**Supplied passage**
=== Section Start ===

Dreams

Deep Waters

Some angel-mamas I know seem to have regular dream visits from their angels. I have only had four and one daytime visit. I know there are those who don’t believe in visits from their loved ones and that’s okay. That’s not really the point of this post. I only mention it to say that I am not someone who gets to see her son very often in dreams. Which is why when he was in my dream last week with  his body in water and his face in distress (I’ll spare you the troubling details), I was in distress. That, however, is actually a huge understatement. I awoke at 3:45am screaming in terror, screaming in panic. The visual that was etched in my mind’s eye took me right back to the same horror of his death. His dream state had nothing to do with how, when, or where he died. But the emotion it evoked in me was on par with the horror I had that day on January 9th, 2016.

=== Section End ===

**Problem requirements**
Answer the following questions from the dream passage.
(a) How many dream visits and daytime visits from her son does the writer say she has had?
(b) At what time did she wake from last week's dream?
(c) What date does she give for the day of her son's death?

[Point localization data]
=== Section Start ===

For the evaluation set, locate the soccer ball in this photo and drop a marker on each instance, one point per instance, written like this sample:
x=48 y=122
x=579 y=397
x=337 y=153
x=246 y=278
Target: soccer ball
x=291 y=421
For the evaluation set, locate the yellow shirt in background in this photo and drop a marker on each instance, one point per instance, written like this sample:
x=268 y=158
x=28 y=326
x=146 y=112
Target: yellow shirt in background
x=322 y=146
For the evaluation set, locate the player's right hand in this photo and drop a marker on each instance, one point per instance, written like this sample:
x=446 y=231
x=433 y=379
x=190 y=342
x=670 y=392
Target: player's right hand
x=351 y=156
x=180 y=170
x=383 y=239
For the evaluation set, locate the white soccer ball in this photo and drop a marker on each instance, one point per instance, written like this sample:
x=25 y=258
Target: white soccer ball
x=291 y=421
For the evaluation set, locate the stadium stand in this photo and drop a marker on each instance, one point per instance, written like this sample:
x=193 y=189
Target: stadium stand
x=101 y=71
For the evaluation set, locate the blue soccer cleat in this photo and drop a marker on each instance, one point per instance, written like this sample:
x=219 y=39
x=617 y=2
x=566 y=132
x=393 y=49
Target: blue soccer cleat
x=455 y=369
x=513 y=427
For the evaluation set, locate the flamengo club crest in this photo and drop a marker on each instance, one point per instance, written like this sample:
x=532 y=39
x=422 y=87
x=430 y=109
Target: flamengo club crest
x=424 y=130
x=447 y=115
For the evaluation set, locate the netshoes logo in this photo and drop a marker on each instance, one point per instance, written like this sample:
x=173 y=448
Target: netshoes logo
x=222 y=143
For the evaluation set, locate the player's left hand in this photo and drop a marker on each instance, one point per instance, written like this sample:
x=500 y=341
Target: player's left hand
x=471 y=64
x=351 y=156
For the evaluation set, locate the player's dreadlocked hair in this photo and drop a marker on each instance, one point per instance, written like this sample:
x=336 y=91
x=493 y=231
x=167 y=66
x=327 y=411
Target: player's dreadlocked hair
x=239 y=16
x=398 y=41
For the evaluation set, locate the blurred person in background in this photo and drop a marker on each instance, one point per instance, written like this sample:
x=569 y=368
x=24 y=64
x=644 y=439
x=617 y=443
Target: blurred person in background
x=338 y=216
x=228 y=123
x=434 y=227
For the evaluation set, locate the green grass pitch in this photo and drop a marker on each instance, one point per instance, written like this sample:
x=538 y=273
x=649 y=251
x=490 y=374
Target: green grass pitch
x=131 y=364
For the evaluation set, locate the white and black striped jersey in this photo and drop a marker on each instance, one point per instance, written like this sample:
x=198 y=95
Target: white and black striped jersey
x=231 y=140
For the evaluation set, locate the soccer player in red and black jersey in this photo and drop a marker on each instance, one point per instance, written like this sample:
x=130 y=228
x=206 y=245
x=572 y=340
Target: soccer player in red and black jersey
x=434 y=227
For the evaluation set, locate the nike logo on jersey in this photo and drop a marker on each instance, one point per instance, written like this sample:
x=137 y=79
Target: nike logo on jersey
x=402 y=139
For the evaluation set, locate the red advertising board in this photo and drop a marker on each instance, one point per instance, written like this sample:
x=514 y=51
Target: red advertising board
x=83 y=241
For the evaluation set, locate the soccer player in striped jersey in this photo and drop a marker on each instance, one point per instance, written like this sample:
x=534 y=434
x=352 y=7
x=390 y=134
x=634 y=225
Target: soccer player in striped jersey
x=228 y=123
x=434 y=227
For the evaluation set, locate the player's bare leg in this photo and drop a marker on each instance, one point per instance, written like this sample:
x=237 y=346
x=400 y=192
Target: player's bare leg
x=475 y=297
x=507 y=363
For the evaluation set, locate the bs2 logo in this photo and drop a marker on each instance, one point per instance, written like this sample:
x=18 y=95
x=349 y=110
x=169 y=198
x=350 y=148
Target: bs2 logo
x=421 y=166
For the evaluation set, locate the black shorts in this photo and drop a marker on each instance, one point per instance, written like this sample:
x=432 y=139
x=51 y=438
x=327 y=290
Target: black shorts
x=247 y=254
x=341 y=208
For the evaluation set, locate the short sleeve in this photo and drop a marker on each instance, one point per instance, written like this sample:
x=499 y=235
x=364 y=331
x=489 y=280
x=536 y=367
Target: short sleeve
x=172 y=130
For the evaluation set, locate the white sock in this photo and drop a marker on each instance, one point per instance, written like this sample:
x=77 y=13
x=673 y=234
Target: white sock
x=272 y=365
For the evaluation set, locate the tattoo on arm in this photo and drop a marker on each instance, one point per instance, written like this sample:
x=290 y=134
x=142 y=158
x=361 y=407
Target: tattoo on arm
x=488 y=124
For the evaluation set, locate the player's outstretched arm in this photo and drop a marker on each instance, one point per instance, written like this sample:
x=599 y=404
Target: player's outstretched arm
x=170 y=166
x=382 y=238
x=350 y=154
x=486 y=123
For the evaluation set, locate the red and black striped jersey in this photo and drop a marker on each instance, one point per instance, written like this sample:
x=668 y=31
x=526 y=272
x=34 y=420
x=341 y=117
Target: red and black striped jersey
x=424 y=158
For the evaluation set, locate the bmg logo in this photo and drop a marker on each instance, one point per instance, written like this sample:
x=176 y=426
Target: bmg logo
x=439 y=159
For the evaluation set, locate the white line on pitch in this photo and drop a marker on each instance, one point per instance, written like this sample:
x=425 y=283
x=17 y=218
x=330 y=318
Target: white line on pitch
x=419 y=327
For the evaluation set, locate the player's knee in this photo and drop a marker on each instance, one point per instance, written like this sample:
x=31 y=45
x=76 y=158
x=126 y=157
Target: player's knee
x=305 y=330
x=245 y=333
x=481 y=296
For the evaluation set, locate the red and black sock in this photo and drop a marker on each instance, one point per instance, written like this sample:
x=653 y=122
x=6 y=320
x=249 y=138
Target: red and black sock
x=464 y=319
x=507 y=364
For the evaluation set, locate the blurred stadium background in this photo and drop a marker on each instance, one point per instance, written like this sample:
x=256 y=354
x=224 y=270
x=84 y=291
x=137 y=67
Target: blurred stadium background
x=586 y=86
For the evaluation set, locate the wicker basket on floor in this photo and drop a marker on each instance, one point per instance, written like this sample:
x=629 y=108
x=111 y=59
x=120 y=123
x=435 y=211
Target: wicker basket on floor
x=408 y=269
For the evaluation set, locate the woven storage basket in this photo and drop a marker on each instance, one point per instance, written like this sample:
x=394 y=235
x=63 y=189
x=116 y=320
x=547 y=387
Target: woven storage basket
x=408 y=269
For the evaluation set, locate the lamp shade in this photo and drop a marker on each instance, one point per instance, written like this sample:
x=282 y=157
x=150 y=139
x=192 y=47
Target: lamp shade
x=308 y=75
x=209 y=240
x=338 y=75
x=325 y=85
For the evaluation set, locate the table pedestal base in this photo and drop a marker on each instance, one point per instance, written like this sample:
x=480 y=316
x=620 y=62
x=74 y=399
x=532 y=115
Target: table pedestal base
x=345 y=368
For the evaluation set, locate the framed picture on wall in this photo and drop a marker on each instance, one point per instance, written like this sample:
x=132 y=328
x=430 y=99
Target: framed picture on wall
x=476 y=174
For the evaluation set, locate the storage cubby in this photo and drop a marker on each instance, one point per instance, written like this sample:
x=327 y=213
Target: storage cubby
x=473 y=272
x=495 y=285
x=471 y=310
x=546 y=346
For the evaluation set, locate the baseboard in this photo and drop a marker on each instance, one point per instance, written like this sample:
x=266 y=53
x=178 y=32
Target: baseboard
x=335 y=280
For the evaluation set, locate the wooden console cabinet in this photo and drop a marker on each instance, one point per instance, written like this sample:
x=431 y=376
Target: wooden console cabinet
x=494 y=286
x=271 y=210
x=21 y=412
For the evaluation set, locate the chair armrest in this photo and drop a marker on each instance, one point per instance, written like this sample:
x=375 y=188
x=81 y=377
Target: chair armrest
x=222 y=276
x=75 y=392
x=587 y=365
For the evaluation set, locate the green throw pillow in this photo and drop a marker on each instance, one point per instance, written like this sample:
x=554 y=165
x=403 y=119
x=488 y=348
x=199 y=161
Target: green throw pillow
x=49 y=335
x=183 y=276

=== Section End ===

**Final answer**
(a) Four dream visits and one daytime visit.
(b) 3:45am.
(c) January 9th, 2016.